Given data:

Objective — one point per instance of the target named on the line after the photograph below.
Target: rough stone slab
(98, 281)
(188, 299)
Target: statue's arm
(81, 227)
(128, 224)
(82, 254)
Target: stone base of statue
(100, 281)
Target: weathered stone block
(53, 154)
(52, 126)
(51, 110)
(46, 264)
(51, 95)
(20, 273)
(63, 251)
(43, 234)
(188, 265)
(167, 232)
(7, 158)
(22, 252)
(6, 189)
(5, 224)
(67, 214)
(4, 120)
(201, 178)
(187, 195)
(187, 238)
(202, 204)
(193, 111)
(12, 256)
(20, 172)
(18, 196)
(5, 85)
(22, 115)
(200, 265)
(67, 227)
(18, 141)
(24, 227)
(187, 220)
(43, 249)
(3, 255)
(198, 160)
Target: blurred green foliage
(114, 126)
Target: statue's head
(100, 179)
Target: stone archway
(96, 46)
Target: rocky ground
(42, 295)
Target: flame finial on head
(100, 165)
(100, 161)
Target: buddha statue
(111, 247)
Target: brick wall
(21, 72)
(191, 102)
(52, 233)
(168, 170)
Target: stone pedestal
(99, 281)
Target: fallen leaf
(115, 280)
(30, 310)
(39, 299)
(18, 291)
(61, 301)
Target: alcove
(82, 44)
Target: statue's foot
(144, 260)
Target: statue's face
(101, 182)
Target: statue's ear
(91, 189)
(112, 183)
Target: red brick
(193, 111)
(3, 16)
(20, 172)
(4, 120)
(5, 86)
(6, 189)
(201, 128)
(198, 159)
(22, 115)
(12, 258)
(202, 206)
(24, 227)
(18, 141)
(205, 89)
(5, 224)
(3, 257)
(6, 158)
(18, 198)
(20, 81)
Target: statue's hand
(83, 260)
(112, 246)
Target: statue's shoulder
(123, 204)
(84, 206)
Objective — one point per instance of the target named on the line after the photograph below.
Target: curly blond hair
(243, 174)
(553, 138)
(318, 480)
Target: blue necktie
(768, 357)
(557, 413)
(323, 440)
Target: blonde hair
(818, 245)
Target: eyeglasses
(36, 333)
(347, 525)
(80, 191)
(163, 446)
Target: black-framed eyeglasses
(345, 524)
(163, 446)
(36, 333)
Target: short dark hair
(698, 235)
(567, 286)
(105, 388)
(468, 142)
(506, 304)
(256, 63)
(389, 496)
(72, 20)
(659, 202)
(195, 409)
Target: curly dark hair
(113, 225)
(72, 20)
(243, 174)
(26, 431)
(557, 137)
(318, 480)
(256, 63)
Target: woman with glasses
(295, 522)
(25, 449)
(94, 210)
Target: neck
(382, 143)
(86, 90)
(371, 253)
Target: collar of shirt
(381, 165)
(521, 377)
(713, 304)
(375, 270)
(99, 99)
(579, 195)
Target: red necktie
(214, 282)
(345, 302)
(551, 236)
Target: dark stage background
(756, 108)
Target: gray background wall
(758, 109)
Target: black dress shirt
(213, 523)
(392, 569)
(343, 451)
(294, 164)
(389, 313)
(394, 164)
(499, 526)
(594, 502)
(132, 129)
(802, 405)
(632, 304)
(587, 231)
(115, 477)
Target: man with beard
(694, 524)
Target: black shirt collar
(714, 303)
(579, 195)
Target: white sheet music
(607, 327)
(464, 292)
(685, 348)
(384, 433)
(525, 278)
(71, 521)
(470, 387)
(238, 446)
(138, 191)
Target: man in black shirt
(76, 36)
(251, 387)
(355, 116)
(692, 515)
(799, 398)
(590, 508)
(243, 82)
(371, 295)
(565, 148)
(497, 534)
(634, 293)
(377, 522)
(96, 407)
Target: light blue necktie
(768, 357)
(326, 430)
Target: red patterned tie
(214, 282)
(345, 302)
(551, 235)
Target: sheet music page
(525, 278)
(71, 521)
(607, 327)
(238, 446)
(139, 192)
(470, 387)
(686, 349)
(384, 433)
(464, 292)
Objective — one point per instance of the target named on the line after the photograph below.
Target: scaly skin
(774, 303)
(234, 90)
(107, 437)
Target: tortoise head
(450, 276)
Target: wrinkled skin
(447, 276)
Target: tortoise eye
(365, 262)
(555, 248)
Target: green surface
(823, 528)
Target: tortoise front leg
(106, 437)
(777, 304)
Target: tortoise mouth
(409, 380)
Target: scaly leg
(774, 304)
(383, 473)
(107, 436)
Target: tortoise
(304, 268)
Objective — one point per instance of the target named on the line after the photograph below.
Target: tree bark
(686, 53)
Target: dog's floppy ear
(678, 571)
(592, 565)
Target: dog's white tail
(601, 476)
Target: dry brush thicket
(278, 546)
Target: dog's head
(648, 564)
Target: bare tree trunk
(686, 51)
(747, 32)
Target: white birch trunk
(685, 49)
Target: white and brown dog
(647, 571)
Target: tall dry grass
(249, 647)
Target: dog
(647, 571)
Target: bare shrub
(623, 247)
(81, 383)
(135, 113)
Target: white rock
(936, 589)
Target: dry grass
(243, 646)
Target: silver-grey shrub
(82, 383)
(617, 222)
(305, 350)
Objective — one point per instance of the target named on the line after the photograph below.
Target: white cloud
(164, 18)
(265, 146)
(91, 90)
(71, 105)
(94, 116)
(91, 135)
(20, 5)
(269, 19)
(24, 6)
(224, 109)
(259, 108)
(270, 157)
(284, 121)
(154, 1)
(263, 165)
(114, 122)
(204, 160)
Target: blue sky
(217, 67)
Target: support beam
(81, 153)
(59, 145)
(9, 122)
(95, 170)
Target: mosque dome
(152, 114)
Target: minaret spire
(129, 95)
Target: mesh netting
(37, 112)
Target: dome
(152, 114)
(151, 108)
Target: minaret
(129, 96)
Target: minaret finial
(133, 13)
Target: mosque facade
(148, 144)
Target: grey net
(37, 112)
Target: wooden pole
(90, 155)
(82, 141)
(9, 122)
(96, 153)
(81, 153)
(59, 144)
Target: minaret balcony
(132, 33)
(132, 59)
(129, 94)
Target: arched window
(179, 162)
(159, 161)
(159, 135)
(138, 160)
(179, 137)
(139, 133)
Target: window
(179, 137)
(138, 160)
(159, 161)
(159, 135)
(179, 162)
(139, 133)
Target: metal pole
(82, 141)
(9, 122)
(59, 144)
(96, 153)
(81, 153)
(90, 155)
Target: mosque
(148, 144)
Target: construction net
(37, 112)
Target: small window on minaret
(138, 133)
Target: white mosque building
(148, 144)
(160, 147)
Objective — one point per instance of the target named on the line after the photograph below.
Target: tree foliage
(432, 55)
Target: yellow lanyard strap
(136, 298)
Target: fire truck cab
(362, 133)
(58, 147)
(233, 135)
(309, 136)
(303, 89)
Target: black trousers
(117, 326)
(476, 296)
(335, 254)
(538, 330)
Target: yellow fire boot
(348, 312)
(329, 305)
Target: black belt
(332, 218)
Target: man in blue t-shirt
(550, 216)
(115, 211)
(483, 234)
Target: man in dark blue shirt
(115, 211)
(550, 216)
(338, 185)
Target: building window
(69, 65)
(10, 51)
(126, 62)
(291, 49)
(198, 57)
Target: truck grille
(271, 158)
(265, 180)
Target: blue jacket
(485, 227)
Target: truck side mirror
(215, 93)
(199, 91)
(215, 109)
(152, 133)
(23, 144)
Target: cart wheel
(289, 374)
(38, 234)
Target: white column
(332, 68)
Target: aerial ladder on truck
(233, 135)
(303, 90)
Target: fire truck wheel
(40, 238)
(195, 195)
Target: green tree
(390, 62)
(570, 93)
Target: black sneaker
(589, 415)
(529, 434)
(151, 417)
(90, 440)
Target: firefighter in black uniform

Work instruction: Write all of the data above again, exactly as given.

Response to this task:
Objective — one point per instance of the target named on the line after the photograph below.
Target: rough stone slab
(98, 281)
(188, 299)
Target: statue's arm
(81, 227)
(128, 224)
(82, 254)
Target: stone base of statue
(100, 281)
Target: weathered stone block
(53, 154)
(52, 126)
(51, 110)
(46, 264)
(51, 95)
(20, 273)
(63, 251)
(43, 234)
(188, 265)
(167, 232)
(7, 158)
(22, 252)
(6, 189)
(5, 224)
(67, 214)
(4, 120)
(201, 178)
(187, 195)
(187, 238)
(202, 204)
(193, 111)
(12, 256)
(20, 172)
(18, 196)
(5, 85)
(22, 115)
(200, 265)
(67, 227)
(18, 141)
(24, 227)
(187, 220)
(43, 249)
(3, 255)
(198, 160)
Target: blurred green foliage
(114, 126)
Target: statue's head
(100, 179)
Target: stone archway
(96, 46)
Target: rocky ground
(42, 295)
Target: flame finial on head
(100, 165)
(100, 161)
Target: buddha statue
(111, 247)
Target: brick wall
(21, 72)
(191, 102)
(52, 233)
(168, 170)
Target: stone pedestal
(99, 281)
Target: fallen leaf
(115, 280)
(30, 310)
(39, 299)
(18, 291)
(61, 301)
Target: alcove
(82, 44)
Target: statue's foot
(144, 260)
Target: statue's face
(101, 182)
Target: statue's ear
(91, 189)
(112, 183)
Target: red brick
(193, 111)
(3, 16)
(20, 172)
(4, 120)
(5, 86)
(6, 189)
(201, 128)
(198, 159)
(22, 115)
(12, 258)
(202, 206)
(24, 227)
(18, 141)
(205, 89)
(5, 224)
(3, 257)
(6, 158)
(18, 198)
(20, 81)
Target: statue's hand
(83, 260)
(112, 246)
Target: statue's shoulder
(123, 204)
(84, 206)
Objective — one point per instance of the target named on the line after the photograph below.
Target: curly blond hair
(243, 174)
(553, 138)
(318, 480)
Target: blue necktie
(768, 357)
(557, 413)
(323, 440)
Target: blonde hair
(818, 245)
Target: eyeglasses
(36, 333)
(347, 525)
(80, 191)
(163, 446)
Target: black-framed eyeglasses
(345, 524)
(163, 446)
(36, 333)
Target: short dark hair
(698, 235)
(567, 286)
(105, 388)
(468, 142)
(506, 304)
(256, 63)
(389, 496)
(72, 20)
(659, 202)
(195, 409)
Target: curly dark hair
(113, 225)
(72, 20)
(243, 174)
(26, 431)
(557, 137)
(318, 480)
(256, 63)
Target: woman with glasses
(295, 522)
(25, 449)
(94, 210)
Target: neck
(382, 143)
(86, 90)
(371, 253)
Target: collar of shirt
(381, 165)
(521, 377)
(713, 304)
(375, 270)
(99, 99)
(579, 195)
Target: red necktie
(214, 282)
(345, 302)
(551, 236)
Target: dark stage background
(756, 108)
Target: gray background wall
(758, 109)
Target: black dress shirt
(213, 523)
(392, 569)
(343, 451)
(294, 164)
(389, 313)
(394, 164)
(499, 526)
(594, 502)
(132, 129)
(802, 405)
(632, 304)
(587, 231)
(115, 477)
Target: man with beard
(694, 524)
Target: black shirt collar
(714, 303)
(579, 195)
Target: white sheet music
(607, 327)
(464, 292)
(685, 348)
(384, 433)
(525, 278)
(71, 521)
(470, 387)
(238, 446)
(138, 191)
Target: man in black shirt
(76, 36)
(251, 387)
(355, 116)
(692, 515)
(799, 398)
(590, 508)
(243, 82)
(371, 295)
(565, 148)
(497, 534)
(634, 293)
(377, 522)
(96, 407)
Target: light blue necktie
(768, 357)
(326, 430)
Target: red patterned tie
(214, 282)
(345, 302)
(551, 235)
Target: sheet music page
(525, 278)
(71, 521)
(607, 327)
(238, 446)
(139, 192)
(470, 387)
(686, 349)
(384, 433)
(464, 292)
Objective — one point per instance of the target named on the line after the photograph below.
Target: scaly skin
(774, 303)
(234, 90)
(107, 437)
Target: tortoise head
(450, 276)
Target: wrinkled skin
(447, 276)
Target: tortoise eye
(365, 262)
(555, 248)
Target: green surface
(823, 528)
Target: tortoise front leg
(106, 437)
(777, 304)
Target: tortoise mouth
(409, 380)
Target: scaly leg
(774, 304)
(383, 473)
(107, 436)
Target: tortoise
(304, 268)
Objective — one point per instance of the target named on the line after the photograph below.
Target: tree bark
(686, 53)
Target: dog's floppy ear
(678, 571)
(592, 565)
Target: dog's white tail
(601, 476)
Target: dry brush thicket
(278, 546)
Target: dog's head
(648, 564)
Target: bare tree trunk
(686, 51)
(747, 32)
Target: white birch trunk
(685, 49)
Target: white and brown dog
(647, 571)
Target: tall dry grass
(249, 647)
Target: dog
(647, 571)
Target: bare shrub
(623, 247)
(81, 383)
(135, 113)
Target: white rock
(936, 589)
Target: dry grass
(243, 646)
Target: silver-grey shrub
(82, 383)
(617, 222)
(305, 350)
Objective — one point per instance of the target named on the line after the photograph below.
Target: white cloud
(164, 18)
(265, 146)
(91, 90)
(71, 105)
(94, 116)
(91, 135)
(20, 5)
(269, 19)
(24, 6)
(224, 109)
(259, 108)
(270, 157)
(284, 121)
(154, 1)
(263, 165)
(114, 122)
(204, 160)
Target: blue sky
(217, 67)
Target: support beam
(81, 153)
(59, 145)
(9, 122)
(95, 170)
Target: mosque dome
(152, 114)
Target: minaret spire
(129, 95)
Target: mesh netting
(37, 112)
Target: dome
(152, 114)
(151, 108)
Target: minaret
(129, 96)
Target: minaret finial
(133, 13)
Target: mosque facade
(148, 144)
Target: grey net
(37, 112)
Target: wooden pole
(90, 155)
(82, 141)
(9, 122)
(96, 153)
(81, 153)
(59, 144)
Target: minaret balcony
(132, 33)
(132, 59)
(129, 94)
Target: arched window
(179, 162)
(159, 161)
(159, 135)
(138, 160)
(179, 137)
(139, 133)
Target: window
(179, 137)
(138, 160)
(159, 161)
(159, 135)
(179, 162)
(139, 133)
Target: metal pole
(82, 141)
(9, 122)
(59, 144)
(96, 153)
(81, 153)
(90, 155)
Target: mosque
(148, 144)
Target: construction net
(37, 112)
Target: small window on minaret
(138, 133)
Target: white mosque building
(148, 144)
(160, 147)
Objective — one point per instance of the target named on the line after the photograph below.
Target: tree foliage
(432, 55)
Target: yellow lanyard strap
(136, 298)
Target: fire truck cab
(362, 133)
(58, 147)
(233, 135)
(309, 136)
(303, 89)
Target: black trousers
(117, 326)
(476, 296)
(335, 254)
(538, 330)
Target: yellow fire boot
(348, 312)
(329, 305)
Target: black belt
(332, 218)
Target: man in blue t-shirt
(550, 216)
(115, 211)
(483, 234)
Target: man in dark blue shirt
(115, 211)
(550, 216)
(338, 185)
Target: building window
(69, 65)
(10, 51)
(126, 62)
(291, 49)
(198, 57)
Target: truck grille
(271, 158)
(265, 180)
Target: blue jacket
(485, 227)
Target: truck side mirror
(215, 93)
(199, 91)
(215, 109)
(152, 133)
(23, 144)
Target: cart wheel
(289, 374)
(38, 234)
Target: white column
(332, 68)
Target: aerial ladder on truck
(233, 135)
(303, 90)
Target: fire truck wheel
(40, 238)
(195, 195)
Target: green tree
(390, 62)
(570, 93)
Target: black sneaker
(589, 415)
(529, 434)
(151, 417)
(90, 440)
Target: firefighter in black uniform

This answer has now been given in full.